(The problem) Whenever the word "loose" appears in a line of the data below, copy that line.

(Material provided)
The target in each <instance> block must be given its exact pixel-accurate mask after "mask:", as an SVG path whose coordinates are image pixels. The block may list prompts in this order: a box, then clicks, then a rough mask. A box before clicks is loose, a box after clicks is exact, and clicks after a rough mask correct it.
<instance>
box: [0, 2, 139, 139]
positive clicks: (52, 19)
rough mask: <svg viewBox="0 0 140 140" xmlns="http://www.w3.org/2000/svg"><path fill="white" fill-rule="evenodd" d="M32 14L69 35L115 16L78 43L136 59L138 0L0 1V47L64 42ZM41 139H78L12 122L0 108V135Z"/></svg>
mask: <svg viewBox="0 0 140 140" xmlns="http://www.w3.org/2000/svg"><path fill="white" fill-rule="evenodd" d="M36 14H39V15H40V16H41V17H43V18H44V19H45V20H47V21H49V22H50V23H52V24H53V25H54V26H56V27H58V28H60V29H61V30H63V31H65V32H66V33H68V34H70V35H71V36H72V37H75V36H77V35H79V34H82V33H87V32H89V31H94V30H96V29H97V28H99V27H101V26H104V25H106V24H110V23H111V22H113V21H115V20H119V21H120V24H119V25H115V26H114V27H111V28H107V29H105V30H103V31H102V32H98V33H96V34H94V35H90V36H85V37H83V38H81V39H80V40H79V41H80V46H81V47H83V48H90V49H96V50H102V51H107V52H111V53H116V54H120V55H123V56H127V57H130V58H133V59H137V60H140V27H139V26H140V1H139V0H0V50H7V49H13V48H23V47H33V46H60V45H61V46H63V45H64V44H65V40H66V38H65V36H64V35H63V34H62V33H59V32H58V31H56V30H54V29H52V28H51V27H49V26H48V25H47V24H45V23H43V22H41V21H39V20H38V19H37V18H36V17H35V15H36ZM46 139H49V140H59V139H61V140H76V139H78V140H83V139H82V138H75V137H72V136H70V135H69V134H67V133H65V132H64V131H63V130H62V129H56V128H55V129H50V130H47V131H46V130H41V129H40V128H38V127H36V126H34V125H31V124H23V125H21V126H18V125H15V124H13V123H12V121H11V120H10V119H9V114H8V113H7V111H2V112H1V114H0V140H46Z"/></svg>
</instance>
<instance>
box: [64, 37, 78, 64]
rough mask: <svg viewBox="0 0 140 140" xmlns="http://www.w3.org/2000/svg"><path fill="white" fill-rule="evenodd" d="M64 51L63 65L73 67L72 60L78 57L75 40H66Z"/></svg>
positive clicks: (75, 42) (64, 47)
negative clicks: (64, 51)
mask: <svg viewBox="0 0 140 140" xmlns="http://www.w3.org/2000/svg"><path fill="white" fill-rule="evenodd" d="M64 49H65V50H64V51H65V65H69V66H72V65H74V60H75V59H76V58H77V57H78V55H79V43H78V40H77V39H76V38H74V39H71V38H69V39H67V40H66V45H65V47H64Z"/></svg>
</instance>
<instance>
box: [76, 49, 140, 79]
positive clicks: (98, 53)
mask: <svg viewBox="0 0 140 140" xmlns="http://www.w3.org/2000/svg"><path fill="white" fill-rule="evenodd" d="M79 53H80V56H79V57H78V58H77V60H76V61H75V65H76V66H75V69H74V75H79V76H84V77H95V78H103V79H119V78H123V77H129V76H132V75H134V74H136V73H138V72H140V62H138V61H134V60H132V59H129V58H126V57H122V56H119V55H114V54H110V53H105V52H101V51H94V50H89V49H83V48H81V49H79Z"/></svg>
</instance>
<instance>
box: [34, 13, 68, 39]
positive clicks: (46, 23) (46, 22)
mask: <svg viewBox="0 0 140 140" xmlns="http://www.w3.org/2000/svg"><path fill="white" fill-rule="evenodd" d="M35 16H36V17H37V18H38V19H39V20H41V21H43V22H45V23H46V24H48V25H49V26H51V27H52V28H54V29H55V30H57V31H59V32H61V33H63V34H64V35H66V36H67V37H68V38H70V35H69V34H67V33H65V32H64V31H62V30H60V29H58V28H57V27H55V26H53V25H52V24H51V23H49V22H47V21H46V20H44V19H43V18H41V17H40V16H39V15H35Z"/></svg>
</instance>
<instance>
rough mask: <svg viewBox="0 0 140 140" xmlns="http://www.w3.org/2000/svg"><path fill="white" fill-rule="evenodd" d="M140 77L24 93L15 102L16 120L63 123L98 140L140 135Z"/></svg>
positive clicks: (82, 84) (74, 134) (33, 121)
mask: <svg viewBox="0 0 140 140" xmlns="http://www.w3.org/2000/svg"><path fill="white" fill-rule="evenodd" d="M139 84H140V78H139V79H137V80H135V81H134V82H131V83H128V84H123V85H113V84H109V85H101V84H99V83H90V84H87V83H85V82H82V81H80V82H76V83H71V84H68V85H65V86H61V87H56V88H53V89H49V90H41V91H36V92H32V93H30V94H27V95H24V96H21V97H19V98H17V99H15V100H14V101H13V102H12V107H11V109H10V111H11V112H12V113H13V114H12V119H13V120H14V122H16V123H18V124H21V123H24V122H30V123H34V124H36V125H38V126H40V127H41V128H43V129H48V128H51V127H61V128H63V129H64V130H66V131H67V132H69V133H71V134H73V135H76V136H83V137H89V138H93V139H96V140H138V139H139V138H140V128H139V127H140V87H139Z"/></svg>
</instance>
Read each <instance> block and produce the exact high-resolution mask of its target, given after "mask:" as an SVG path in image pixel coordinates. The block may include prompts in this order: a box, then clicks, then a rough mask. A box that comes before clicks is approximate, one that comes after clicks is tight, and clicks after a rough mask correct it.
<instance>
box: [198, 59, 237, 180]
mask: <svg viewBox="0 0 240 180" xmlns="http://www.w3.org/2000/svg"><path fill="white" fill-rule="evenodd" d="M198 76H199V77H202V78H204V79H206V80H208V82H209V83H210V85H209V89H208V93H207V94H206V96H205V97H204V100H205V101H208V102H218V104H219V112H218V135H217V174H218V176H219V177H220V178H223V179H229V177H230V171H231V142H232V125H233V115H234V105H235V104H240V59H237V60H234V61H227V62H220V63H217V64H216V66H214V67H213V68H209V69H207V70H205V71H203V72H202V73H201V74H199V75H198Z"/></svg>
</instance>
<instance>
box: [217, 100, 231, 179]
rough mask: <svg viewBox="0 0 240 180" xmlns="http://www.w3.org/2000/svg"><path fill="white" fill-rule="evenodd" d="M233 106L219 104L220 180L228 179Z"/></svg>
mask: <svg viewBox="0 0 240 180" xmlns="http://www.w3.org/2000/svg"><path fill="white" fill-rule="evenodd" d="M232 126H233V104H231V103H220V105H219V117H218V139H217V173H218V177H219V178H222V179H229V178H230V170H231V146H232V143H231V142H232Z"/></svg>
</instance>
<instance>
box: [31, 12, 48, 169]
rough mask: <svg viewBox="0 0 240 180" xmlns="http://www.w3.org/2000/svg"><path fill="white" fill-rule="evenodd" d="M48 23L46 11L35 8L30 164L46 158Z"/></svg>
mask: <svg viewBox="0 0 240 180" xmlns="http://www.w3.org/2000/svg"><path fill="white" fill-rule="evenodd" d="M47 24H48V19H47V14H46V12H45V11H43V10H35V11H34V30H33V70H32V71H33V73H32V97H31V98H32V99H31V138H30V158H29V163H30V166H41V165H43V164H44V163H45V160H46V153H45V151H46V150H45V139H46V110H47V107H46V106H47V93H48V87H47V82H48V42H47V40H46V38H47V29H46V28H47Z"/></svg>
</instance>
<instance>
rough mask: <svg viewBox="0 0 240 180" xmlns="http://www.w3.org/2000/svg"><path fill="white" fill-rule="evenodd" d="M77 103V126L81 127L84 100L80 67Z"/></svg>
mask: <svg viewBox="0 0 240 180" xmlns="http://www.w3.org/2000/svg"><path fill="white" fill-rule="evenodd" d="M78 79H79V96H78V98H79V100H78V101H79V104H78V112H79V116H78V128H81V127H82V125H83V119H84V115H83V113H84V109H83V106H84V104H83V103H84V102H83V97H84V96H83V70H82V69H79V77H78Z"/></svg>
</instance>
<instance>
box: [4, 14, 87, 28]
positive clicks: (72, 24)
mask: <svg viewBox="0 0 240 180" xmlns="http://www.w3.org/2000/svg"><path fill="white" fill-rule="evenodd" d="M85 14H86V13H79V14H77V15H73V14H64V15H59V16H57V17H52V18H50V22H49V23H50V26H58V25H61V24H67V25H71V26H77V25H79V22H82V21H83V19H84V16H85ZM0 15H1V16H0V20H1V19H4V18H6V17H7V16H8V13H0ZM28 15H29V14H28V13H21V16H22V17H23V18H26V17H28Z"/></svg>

---

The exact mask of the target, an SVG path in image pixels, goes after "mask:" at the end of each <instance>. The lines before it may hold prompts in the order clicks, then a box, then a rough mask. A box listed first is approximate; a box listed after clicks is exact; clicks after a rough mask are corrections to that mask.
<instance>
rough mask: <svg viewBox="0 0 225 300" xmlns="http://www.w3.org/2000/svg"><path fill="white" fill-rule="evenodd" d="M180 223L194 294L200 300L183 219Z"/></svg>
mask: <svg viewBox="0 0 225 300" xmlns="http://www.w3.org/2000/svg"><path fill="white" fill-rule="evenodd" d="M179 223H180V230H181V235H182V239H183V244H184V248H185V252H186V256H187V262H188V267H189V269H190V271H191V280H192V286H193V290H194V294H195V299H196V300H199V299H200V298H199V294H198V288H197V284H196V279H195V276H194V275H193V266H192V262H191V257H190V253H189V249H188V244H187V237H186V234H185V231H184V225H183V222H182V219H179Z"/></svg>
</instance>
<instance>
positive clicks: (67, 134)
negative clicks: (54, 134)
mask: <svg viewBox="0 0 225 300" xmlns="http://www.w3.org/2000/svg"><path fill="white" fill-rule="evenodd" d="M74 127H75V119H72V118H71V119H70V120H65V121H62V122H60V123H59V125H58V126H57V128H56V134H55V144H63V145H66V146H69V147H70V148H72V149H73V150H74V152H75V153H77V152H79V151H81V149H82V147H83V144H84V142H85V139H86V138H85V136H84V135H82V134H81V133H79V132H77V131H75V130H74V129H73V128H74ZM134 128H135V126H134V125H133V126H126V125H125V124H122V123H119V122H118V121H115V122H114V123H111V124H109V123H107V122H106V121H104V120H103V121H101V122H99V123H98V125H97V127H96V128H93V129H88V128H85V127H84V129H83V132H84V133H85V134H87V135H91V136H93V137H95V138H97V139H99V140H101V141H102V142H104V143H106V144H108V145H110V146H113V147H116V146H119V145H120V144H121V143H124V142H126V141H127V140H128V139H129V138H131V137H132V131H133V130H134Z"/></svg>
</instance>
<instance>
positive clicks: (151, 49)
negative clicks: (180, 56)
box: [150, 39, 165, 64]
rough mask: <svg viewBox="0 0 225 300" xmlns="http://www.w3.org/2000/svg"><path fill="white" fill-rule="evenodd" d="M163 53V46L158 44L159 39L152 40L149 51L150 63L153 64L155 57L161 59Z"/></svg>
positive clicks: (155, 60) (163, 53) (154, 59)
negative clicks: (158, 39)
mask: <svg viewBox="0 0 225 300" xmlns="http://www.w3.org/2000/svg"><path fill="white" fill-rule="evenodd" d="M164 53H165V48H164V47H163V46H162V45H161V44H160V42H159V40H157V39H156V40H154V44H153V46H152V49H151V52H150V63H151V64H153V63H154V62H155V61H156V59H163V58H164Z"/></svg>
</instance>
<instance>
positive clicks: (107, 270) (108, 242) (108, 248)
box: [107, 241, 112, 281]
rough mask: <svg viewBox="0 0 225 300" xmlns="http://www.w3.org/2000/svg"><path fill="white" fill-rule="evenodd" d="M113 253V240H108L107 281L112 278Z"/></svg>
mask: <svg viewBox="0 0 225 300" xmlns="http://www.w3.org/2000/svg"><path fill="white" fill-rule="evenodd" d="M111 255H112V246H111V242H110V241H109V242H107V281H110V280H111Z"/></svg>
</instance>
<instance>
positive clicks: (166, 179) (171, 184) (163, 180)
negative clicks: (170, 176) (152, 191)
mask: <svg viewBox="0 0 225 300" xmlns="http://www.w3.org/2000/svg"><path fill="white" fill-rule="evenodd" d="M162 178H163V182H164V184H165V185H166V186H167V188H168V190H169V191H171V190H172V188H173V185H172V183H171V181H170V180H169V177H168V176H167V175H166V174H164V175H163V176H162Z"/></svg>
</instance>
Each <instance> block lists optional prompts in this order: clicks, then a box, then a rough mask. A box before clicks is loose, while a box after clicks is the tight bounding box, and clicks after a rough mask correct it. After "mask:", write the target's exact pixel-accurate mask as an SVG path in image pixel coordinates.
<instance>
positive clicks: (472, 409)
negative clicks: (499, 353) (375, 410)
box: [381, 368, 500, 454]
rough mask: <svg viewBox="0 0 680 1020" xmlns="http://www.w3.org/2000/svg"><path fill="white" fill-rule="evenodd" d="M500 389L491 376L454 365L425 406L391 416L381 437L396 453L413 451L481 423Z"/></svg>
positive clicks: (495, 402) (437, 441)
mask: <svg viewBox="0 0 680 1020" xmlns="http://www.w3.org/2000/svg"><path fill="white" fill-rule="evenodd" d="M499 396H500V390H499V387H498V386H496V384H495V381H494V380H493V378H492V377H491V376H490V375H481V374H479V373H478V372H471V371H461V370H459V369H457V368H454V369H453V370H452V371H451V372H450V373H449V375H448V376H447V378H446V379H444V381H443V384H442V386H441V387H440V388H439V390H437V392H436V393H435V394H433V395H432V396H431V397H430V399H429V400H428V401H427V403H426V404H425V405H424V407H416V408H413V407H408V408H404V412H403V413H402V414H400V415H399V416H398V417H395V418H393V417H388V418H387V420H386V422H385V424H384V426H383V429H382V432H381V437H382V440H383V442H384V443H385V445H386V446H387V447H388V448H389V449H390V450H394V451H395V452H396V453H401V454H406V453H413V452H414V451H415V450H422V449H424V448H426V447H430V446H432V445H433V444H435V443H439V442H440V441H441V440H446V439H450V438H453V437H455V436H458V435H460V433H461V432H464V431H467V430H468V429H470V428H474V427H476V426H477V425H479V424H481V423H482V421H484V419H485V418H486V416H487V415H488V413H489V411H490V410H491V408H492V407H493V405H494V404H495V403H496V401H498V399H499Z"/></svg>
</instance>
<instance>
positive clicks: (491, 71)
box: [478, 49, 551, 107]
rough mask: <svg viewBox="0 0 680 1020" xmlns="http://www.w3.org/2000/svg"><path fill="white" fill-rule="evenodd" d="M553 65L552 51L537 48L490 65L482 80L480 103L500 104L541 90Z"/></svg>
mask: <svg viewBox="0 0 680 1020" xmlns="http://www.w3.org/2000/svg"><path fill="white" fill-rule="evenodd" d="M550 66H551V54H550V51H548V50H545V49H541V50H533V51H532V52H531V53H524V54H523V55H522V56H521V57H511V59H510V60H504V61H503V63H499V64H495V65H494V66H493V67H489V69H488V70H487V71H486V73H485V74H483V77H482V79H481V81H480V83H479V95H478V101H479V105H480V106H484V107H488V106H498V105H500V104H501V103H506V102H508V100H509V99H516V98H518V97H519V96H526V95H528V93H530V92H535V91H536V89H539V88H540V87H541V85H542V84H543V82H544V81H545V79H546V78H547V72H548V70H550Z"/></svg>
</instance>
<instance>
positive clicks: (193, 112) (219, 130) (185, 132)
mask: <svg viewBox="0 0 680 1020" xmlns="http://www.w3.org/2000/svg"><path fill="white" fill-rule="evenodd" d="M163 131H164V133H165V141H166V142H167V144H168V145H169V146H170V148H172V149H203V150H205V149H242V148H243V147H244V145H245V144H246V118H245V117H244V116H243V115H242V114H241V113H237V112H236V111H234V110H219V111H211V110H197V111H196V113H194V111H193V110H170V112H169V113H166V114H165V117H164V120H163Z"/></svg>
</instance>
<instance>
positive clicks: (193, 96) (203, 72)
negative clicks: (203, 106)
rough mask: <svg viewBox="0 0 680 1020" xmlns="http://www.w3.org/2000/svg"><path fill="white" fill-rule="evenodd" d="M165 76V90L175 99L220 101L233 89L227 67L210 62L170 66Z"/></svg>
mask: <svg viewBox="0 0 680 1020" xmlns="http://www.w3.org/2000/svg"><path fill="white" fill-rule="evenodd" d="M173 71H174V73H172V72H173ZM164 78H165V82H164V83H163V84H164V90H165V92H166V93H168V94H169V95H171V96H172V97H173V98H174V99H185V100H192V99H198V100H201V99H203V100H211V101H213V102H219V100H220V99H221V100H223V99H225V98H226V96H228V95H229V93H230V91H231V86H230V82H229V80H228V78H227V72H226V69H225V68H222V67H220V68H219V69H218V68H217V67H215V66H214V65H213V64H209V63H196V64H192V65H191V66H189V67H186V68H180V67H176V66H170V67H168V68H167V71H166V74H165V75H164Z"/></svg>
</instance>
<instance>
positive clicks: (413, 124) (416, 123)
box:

(Task result)
The target in each <instance> block must be given its exact pixel-accurate mask after "mask:", as an SVG path whose coordinates are image pixels. The block may list prompts in this order: a box, then clicks, then a rough mask. A box before clicks is loose, a box after clicks is exact, and clicks after a rough mask correct it.
Each <instance> block lists optional prompts in this order: clicks, then a box, then a rough mask. A box before clicks is loose, while a box after clicks is the tight bounding box, and clicks after a rough mask correct it. After "mask:", write the target's exact pixel-accurate mask as an SVG path in image pixel coordinates.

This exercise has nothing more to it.